▶ Instructions to follow:
Output all the data exactly as it appears below.

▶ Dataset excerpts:
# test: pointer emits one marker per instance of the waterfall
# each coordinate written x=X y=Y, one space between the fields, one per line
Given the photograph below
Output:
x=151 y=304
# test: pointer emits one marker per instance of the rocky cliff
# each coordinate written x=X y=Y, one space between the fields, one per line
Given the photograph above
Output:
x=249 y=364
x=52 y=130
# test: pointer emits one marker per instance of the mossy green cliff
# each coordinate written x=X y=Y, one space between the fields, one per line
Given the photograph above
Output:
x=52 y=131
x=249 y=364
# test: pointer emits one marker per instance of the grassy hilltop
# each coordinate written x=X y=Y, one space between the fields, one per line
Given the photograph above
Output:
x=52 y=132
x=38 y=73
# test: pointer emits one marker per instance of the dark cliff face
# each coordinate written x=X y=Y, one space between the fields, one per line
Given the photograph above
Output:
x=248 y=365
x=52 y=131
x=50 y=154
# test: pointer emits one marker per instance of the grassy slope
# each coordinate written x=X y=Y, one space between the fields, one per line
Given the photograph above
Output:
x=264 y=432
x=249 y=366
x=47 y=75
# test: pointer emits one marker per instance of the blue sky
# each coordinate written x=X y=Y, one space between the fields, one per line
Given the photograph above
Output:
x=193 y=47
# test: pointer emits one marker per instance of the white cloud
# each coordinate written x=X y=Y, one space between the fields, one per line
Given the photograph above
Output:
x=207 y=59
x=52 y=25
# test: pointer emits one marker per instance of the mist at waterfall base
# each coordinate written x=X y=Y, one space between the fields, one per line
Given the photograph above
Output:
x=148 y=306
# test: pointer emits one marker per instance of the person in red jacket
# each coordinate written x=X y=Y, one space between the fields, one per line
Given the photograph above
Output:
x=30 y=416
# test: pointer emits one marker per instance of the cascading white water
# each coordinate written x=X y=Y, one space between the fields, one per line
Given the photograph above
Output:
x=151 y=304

▶ Expected answer:
# test: pointer emits one marker per instance of the waterfall
# each coordinate written x=X y=Y, one space between the fields, one per line
Given the photograph below
Output:
x=151 y=304
# test: pointer emits one marker per instance of the rocky cliff
# each coordinate written x=X y=Y, one space between the fields, one per line
Given the photograph above
Output:
x=249 y=364
x=52 y=130
# test: pointer emits one marker per instance of the mossy green cliff
# each coordinate written x=X y=Y, one space between the fields, one per line
Given the photograph above
Output:
x=52 y=131
x=249 y=364
# test: pointer emits one marker per instance of the grassy hilltop
# each coordinate written x=X y=Y, one space between the fields, one per line
Given the photograph above
Output:
x=52 y=132
x=38 y=73
# test: pointer emits one marker per instance of the dark cliff face
# each coordinate written x=X y=Y, one space between the fields, one per line
Given the photograph above
Output:
x=248 y=365
x=52 y=131
x=50 y=154
# test: pointer emits one marker per instance of the grassy slope
# each coordinate written x=X y=Y, one space between the fields, one per line
Given the photograph above
Output:
x=264 y=432
x=249 y=366
x=47 y=75
# test: pointer emits one marker per instance of the blue sky
# each coordinate written x=X y=Y, one space between the fields, one per line
Given the photograph above
Output:
x=193 y=47
# test: pointer emits one marker per instance of the white cloud
# each coordinate written x=X y=Y, one space between the fields, one per line
Given the photograph above
Output:
x=207 y=59
x=52 y=25
# test: pointer emits one marker per instance of the mist at waterfall base
# each coordinate written x=X y=Y, one space between the fields, one per line
Given the photograph above
Output:
x=148 y=306
# test: pointer emits one marker per instance of the person in red jacket
# each coordinate written x=X y=Y, one space between the fields, one per line
Given the photograph above
Output:
x=30 y=416
# test: pointer emits one marker per instance of the cascading white water
# each coordinate written x=X y=Y, one space between the fields, one per line
Given the photograph above
Output:
x=151 y=304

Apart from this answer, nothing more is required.